◆ **INSTRUCTION**:
Could you turn the records below into a Markdown table with two columns, "Number" for the row number and "Text" for each line, skipping any blank lines?

[Position annotation records]
== == ==
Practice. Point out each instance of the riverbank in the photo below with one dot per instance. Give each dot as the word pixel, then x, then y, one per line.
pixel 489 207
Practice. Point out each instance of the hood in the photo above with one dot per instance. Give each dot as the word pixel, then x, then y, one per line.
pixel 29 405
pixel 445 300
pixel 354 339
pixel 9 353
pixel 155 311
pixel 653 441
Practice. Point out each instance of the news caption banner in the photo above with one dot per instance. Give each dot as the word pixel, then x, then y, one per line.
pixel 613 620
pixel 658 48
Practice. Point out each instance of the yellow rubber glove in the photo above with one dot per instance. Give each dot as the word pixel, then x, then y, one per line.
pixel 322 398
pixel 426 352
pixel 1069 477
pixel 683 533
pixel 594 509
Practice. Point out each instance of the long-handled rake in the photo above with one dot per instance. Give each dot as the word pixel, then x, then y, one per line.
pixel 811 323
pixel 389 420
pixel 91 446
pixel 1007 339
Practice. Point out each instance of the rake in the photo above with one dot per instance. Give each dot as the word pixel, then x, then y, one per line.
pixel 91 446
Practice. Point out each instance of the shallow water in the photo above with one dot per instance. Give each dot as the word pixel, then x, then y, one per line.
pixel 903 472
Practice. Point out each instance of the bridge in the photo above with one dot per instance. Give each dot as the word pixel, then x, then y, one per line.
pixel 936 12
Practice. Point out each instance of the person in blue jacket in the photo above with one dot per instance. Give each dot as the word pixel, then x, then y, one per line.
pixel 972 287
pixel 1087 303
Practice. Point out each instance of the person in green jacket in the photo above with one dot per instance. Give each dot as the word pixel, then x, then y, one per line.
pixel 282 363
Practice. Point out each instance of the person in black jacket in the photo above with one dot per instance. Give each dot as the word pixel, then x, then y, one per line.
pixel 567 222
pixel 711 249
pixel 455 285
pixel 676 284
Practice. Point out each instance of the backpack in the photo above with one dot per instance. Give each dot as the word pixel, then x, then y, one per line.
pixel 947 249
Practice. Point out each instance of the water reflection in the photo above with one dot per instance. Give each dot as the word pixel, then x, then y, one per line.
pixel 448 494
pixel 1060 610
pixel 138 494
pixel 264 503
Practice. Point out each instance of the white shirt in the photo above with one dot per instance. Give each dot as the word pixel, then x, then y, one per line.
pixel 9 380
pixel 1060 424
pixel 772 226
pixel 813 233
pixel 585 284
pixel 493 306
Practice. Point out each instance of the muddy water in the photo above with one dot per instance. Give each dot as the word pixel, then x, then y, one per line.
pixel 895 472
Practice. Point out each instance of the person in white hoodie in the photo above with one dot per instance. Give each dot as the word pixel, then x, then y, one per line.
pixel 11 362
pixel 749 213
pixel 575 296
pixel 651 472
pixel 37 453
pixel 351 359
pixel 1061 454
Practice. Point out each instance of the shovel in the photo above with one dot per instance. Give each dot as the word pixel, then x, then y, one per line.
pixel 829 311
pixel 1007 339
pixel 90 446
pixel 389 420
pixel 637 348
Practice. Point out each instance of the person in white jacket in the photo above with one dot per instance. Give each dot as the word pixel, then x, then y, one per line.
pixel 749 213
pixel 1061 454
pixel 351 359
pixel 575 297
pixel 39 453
== == ==
◆ **ANSWER**:
| Number | Text |
|---|---|
| 1 | Practice. Point out each instance of the riverbank in the photo below with one dot per instance. Give each dot as the word pixel, then x, then y, one per line. |
| 2 | pixel 489 207 |
| 3 | Practice. Point out each instance of the hood in the photo above with one dot per instance. Give each dot as the word pixel, then x, then y, one per line. |
| 4 | pixel 29 405 |
| 5 | pixel 445 300 |
| 6 | pixel 354 339 |
| 7 | pixel 9 353 |
| 8 | pixel 155 311 |
| 9 | pixel 653 441 |
| 10 | Practice. Point out each instance of the news caption banner in the photo above with one dot per instance. Give each dot as the word pixel, then x, then y, one per line. |
| 11 | pixel 613 620 |
| 12 | pixel 658 48 |
| 13 | Practice. Point out each instance of the yellow rubber glove in the photo above with one dot per instance. Give each dot as the word pixel, then x, then y, one per line. |
| 14 | pixel 322 398 |
| 15 | pixel 426 352 |
| 16 | pixel 1069 477 |
| 17 | pixel 683 533 |
| 18 | pixel 594 509 |
| 19 | Practice. Point out each instance of the long-handled rake in the photo above with one dot per instance. Give each dot as the word pixel, then x, then y, one per line. |
| 20 | pixel 811 323 |
| 21 | pixel 389 420 |
| 22 | pixel 91 446 |
| 23 | pixel 1007 339 |
| 24 | Practice. Point out each instance of the rake in the photo above with one dot per instance. Give each dot as the word pixel, then x, then y, one per line. |
| 25 | pixel 91 446 |
| 26 | Practice. Point out each instance of the shallow water in the photo above with one dot per instance. Give each dot as the word pixel, then x, then y, one per line. |
| 27 | pixel 903 472 |
| 28 | Practice. Point out each instance of the bridge in the photo above with one dot per instance. Give each dot as the word pixel, then x, then y, one per line. |
| 29 | pixel 936 12 |
| 30 | Practice. Point out each instance of the person in blue jacket in the photo above with one dot per instance. Give each dot as the word pixel, then x, then y, one per line. |
| 31 | pixel 972 287 |
| 32 | pixel 1087 303 |
| 33 | Practice. Point out each instance of the person in green jacket in the photo above with one dot per instance. Give each dot as the word pixel, then x, then y, one per line. |
| 34 | pixel 282 363 |
| 35 | Practice. Point out each instance of the person in black jacket in the photo above with one dot per instance. Give each dot as the word pixel, then x, then y, one per line. |
| 36 | pixel 567 222 |
| 37 | pixel 711 249 |
| 38 | pixel 455 285 |
| 39 | pixel 676 284 |
| 40 | Practice. Point out each instance of the backpack in the photo above with one dot per instance. Give each dot as the word pixel, then x, then y, one per line. |
| 41 | pixel 947 249 |
| 42 | Practice. Point out each instance of the water reflection in the photo above with one dot per instance. Give each dot as the word pixel, then x, then y, one per line. |
| 43 | pixel 448 494 |
| 44 | pixel 1060 610 |
| 45 | pixel 138 494 |
| 46 | pixel 264 503 |
| 47 | Practice. Point out each instance of the white shirt in the photo above with one dot per instance. Give each dot as the word pixel, then x, then y, one per line. |
| 48 | pixel 9 380 |
| 49 | pixel 1060 424 |
| 50 | pixel 772 226 |
| 51 | pixel 813 233 |
| 52 | pixel 585 284 |
| 53 | pixel 493 306 |
| 54 | Practice. Point out each instance of the muddy water in the photo above with one dot per instance. Give each dot as the word pixel, then x, then y, one per line. |
| 55 | pixel 895 472 |
| 56 | Practice. Point out each instance of the person in white hoodie in the photo above with one dot per instance. Give each dot as the word pixel, then x, then y, one per line. |
| 57 | pixel 11 362 |
| 58 | pixel 749 213 |
| 59 | pixel 575 296 |
| 60 | pixel 651 472 |
| 61 | pixel 37 453 |
| 62 | pixel 351 359 |
| 63 | pixel 1061 454 |
| 64 | Practice. Point out each instance of the shovel in the photo above with one dot per instance. Give each dot as the word pixel, then x, then y, one per line. |
| 65 | pixel 829 311 |
| 66 | pixel 1007 339 |
| 67 | pixel 90 446 |
| 68 | pixel 389 420 |
| 69 | pixel 637 348 |
| 70 | Practice. Point out each instance of the person in white jacket in the photo above with one dot per instance. Give each dot as the word pixel, then x, then y, one per line. |
| 71 | pixel 749 213 |
| 72 | pixel 1061 454 |
| 73 | pixel 351 359 |
| 74 | pixel 575 297 |
| 75 | pixel 39 453 |